§ TRY IT:
What is needed is an exact copy of all the records, written out in full.

§ MATERIAL FOR THIS TASK:
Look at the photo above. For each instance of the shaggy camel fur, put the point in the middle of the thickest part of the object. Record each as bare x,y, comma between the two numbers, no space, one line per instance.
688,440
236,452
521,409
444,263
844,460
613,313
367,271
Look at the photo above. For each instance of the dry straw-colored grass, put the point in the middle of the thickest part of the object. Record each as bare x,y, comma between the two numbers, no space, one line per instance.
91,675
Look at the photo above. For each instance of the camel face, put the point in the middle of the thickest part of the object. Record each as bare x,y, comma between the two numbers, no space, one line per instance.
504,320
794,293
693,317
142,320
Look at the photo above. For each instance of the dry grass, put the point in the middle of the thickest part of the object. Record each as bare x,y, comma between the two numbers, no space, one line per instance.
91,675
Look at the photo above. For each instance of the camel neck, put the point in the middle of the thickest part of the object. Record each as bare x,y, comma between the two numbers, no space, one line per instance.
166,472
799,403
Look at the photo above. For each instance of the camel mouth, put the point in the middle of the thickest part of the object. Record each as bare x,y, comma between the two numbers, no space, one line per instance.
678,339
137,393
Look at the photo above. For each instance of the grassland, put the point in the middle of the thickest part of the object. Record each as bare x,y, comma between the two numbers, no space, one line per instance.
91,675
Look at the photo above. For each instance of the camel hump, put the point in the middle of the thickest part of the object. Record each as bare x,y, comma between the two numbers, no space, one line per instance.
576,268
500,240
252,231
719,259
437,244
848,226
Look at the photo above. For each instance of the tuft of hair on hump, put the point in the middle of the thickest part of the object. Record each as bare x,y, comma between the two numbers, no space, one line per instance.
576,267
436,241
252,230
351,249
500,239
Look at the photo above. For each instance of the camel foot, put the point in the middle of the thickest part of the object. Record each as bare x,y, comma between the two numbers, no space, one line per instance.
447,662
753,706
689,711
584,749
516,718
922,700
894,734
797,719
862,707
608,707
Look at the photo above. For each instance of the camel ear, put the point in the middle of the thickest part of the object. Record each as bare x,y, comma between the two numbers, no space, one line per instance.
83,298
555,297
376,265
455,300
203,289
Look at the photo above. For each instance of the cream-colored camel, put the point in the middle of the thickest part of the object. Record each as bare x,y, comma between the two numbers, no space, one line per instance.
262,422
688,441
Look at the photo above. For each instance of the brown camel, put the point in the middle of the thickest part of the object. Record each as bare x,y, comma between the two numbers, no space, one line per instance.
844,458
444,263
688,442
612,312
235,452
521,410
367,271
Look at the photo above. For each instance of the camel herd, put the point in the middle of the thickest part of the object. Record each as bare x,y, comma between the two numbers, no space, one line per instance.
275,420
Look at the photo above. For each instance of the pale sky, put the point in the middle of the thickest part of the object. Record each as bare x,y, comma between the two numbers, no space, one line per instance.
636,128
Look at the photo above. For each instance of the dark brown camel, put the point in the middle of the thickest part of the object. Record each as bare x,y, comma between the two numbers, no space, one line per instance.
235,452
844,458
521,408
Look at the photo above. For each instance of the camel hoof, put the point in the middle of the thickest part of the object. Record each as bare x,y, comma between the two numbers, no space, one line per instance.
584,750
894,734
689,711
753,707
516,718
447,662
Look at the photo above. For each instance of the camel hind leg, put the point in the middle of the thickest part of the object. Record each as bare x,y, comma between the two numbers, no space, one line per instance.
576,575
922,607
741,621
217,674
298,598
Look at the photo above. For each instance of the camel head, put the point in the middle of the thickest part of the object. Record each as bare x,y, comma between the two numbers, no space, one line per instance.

§ ANSWER SECTION:
Look at the photo above. For each instance of the shaggy camel fur, put the point in the middle of the thickest part of the object. Record each as bare x,y, comma between the two numbers, no space, one line per instance.
688,440
236,452
521,409
444,263
844,460
613,313
367,271
Look at the photo above. For each instance of the dry straw-colored grass, put the point in the middle of the thickest part of the object. Record each as bare x,y, comma between the two numbers, no space, one line per instance.
91,675
Look at the photo above. For each instance of the camel face, put the point in the middle of the thickest part of the object. Record each as bare x,y, comma between the two numbers, no space, one line per instance.
504,320
794,293
693,317
142,320
Look at the photo above. For each instance of the dry grass, put the point in the middle of the thickest part of the object. Record each as bare x,y, comma between the two numbers, no space, one line per instance.
91,675
Look at the photo above. For each instance of the camel neck, put the point in the middle of the thickest part of the object. Record each as bare x,y, comma between the two numbers, no space, one line per instance.
166,472
799,403
Look at the photo above. For each instance of the camel mouth, put the point in the middle of the thickest part of the object. Record each as bare x,y, comma between the two numbers, no space, one line per instance.
678,339
137,393
Look at the photo above. For each instance of the grassland, put the point in the middle of the thickest part of the object. Record each as bare x,y, comma between the two numbers, no space, one line per instance.
91,675
Look at the photo above. For each instance of the camel hump, put the point in the middle of the thickest part of the object. Record each as bare x,y, comma between the two numbers, no space, one line per instance.
576,268
500,240
252,231
719,259
437,244
848,226
Look at the photo above. For each instance of the tuft of hair on hump, put the point in the middle of the thickest part of the object. Record each as bare x,y, comma between the two numbers, no space, one line per instance.
576,267
436,241
252,230
351,249
500,239
Look at the photo above. For each instance of the camel foot, put the point in the middle of the thickest part of the object. Record each as bare x,y, comma between the two numbers, no space, one line per instance.
447,662
753,706
689,711
584,749
516,718
922,700
894,734
797,719
862,707
608,707
Look at the photo above. For each instance of the camel ear, put the point in the middle of the thickest part of the object. Record each as bare x,y, comma between the two numbers, no space, one line per instance.
83,298
555,297
376,265
455,300
203,289
Look at the photo above. For each instance of the cream-colored camel, put the point in the middle of the thickest part of the object. Record each as bare x,y, comma between the two numbers, no space, one line per instance.
262,422
688,441
Look at the photo above. For each instance of the brown camel, put the point in the middle of the thickest part of the object. Record each as bare x,y, comma between the two numbers, no space, one line per instance.
844,458
444,263
688,442
612,312
235,452
521,410
367,271
Look at the photo above. For each instance of the camel herd, put the point in the middle of the thickest part of the object. Record each as bare x,y, comma between the two numbers, no space, one line per instance.
275,420
Look at the photo above. For each instance of the pale sky, put the point in the middle of the thickest part of the object. Record each as bare x,y, comma between the two numbers, no space, one line per instance.
636,128
Look at the photo above. For each instance of the dark brown camel, put the point in the middle of the thickest part of the object. Record each as bare x,y, comma between the two numbers, no space, one line per instance.
235,452
844,458
521,408
Look at the photo above. For each instance of the camel hoof, put the point in the middle of the thickest part of the object. Record each as bare x,y, comma between the two numbers, no space, one line per instance.
584,750
894,734
689,711
753,707
516,718
447,662
Look at the photo above. For each instance of the camel hind leg, put the point in the middle of the thickest part of the object. Record each as bare x,y, comma between the two numbers, no space, one line per instance.
576,575
922,607
741,621
217,674
298,598
Look at the photo above. For each instance of the camel head, put the point in the middle of the thickest part of the object. Record each as bare x,y, comma between the two numbers, no space, one line per instance.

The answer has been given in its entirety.